To do:
1. Pull out everything in the Richard Dawkins article from "Dawkins, Richard (1941-…), a" down to "of living things.", copying it word for word.
2. Continue the article on Richard Dawkins, picking up right after its last sentence.

Given text:
▶

Dawkins, Richard

Dawkins, Richard (1941-…), a British biologist and writer, is famous for his popular writings on biology and his support of atheism. Atheism is the belief that there is no God. Dawkins has made influential contributions to the study of evolution, the development of living things.

Dawkins made popular a set of ideas known as selfish gene theory. The theory concerns natural selection, the evolutionary process by which individuals better suited to their environment tend to leave more descendants. This principle has been called survival of the fittest (see Natural selection). Much thinking on natural selection concerns the success of individual organisms. Selfish gene theory, on the other hand, holds that natural selection acts not on individuals but on genes, the basic units of inheritance (see Gene). Genes in this theory are called “selfish” because the success of the gene is of primary importance, not the success of the organism.

◀

Available data:
▶

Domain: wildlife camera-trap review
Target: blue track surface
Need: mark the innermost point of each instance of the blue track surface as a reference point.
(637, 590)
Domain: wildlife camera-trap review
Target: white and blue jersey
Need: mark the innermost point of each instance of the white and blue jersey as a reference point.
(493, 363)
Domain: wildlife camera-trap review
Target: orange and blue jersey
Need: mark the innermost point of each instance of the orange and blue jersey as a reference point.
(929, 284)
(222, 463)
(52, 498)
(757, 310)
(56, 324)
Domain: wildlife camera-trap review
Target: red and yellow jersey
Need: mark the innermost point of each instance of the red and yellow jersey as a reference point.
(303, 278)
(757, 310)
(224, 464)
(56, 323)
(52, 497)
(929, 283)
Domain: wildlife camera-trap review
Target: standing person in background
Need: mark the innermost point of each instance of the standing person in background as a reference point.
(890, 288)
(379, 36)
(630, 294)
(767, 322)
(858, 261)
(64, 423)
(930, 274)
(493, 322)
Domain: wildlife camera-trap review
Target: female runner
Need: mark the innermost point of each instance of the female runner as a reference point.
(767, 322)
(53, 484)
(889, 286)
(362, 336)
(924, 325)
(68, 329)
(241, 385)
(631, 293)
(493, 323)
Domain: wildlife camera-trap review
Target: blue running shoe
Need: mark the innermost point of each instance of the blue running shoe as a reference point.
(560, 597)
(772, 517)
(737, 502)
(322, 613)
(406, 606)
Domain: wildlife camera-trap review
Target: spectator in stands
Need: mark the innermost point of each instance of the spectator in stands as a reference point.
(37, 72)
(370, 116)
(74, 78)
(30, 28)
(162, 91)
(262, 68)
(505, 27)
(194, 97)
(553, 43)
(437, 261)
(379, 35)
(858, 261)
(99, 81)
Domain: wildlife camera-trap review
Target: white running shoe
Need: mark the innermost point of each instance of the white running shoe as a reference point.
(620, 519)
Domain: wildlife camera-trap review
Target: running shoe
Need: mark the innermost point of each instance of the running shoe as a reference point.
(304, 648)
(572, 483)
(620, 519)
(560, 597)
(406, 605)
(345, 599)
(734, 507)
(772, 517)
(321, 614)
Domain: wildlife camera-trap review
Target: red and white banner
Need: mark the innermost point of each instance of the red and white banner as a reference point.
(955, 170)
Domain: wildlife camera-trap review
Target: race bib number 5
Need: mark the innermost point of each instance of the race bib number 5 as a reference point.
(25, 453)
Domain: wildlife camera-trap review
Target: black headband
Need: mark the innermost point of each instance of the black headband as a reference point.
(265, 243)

◀

Results by task:
1.
Dawkins, Richard (1941-…), a British biologist and writer, is famous for his popular writings on biology and his support of atheism. Atheism is the belief that there is no God. Dawkins has made influential contributions to the study of evolution, the development of living things.

2.
Dawkins introduced the term meme (pronounced meem) to describe a unit of culture that can be copied from one person to another. Examples of memes include musical tunes, political ideas, and religious beliefs. Dawkins suggested that memes, like genes, are subject to natural selection.

Dawkins has written many books, including The Selfish Gene (1976), The Blind Watchmaker (1986), Climbing Mount Improbable (1996), and The Ancestor’s Tale (2004). In The God Delusion (2006), he criticizes religious belief.

Clinton Richard Dawkins was born March 26, 1941, in Kenya. He studied under the Dutch-born zoologist Nikolaas Tinbergen at Oxford University, where he earned his doctorate in 1966. Dawkins worked for the University of California at Berkeley from 1967 to 1969. He then returned to Oxford.